__WHAT THE TASK REQUIRES__
Return each line of the material below unchanged.

Lines of data:
::::::::

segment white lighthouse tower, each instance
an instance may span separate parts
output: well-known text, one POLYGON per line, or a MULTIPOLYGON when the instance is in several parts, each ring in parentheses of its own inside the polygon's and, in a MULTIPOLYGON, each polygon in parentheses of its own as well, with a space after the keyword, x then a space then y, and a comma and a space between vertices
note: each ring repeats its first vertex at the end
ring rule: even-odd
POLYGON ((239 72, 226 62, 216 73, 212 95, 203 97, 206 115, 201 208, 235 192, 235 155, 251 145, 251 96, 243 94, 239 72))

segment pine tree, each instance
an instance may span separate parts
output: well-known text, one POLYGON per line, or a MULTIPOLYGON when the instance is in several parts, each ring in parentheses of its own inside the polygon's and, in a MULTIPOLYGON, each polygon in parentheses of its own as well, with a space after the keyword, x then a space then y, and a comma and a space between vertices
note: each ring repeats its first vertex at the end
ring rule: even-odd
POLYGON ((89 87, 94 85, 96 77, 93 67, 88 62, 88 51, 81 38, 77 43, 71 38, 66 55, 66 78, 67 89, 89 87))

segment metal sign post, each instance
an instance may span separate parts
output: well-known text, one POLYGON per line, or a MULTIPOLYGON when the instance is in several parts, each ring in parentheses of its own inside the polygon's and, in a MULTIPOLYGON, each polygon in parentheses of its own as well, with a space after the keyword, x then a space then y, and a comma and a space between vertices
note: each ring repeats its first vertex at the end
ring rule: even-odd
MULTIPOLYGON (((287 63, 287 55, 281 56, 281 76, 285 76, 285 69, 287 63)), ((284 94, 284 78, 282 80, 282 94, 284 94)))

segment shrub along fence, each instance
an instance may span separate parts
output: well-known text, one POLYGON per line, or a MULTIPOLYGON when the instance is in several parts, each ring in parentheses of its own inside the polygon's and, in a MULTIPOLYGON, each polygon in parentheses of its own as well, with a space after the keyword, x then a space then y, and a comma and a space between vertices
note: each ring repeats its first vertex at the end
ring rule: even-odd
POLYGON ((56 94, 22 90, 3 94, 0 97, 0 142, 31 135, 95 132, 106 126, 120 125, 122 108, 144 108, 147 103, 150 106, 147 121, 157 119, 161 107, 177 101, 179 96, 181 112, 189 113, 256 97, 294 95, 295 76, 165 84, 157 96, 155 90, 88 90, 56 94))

::::::::

__RESULT FOR THIS EXERCISE__
segment white lighthouse tower, each instance
an instance may span separate parts
output: well-known text, one POLYGON per line, or a MULTIPOLYGON when the instance is in several parts, each ring in parentheses of its own inside the polygon's and, in a MULTIPOLYGON, each polygon in parentheses of its own as well, with a space after the keyword, x then a space then y, and a comma and a space between vertices
note: each ring repeats its first vertex at the end
ring rule: even-odd
POLYGON ((239 72, 226 62, 216 73, 212 95, 203 97, 206 115, 201 208, 235 192, 235 155, 251 145, 251 96, 243 94, 239 72))

segment pine tree, each instance
an instance may span separate parts
output: well-known text, one POLYGON per line, or a MULTIPOLYGON when the instance is in several parts, each ring in parentheses of its own inside the polygon's and, in a MULTIPOLYGON, each polygon in parentheses of its own as well, with a space after the keyword, x then a space then y, and a comma and a space between vertices
note: each ring repeats its first vertex at the end
ring rule: even-odd
POLYGON ((89 87, 94 85, 96 77, 93 67, 88 62, 88 51, 81 38, 77 43, 71 38, 66 55, 66 78, 67 89, 89 87))

segment metal sign post, each instance
an instance may span separate parts
output: well-known text, one POLYGON per line, or a MULTIPOLYGON when the instance is in several parts, each ring in parentheses of its own inside the polygon's and, in a MULTIPOLYGON, each polygon in parentheses of its own as well, with a space after the keyword, x then a space then y, and a comma and a space between vertices
note: each ring repeats its first vertex at the end
ring rule: even-odd
MULTIPOLYGON (((287 63, 287 55, 281 56, 281 76, 285 76, 285 69, 287 63)), ((284 94, 284 78, 282 80, 282 94, 284 94)))

segment shrub along fence, each instance
an instance may span separate parts
output: well-known text, one POLYGON per line, or a MULTIPOLYGON when the instance is in several parts, each ring in parentheses of its own inside the polygon's and, in a MULTIPOLYGON, each polygon in parentheses of its own as well, with a space after the keyword, x then a space then y, and a comma and a space between vertices
note: each ring repeats its first vertex at the end
ring rule: even-odd
POLYGON ((56 94, 22 90, 3 94, 0 97, 0 142, 31 135, 95 132, 106 126, 120 125, 122 108, 144 108, 147 103, 150 106, 147 121, 157 119, 161 107, 177 101, 179 96, 181 112, 189 113, 256 97, 294 95, 295 76, 165 84, 157 96, 155 90, 88 90, 56 94))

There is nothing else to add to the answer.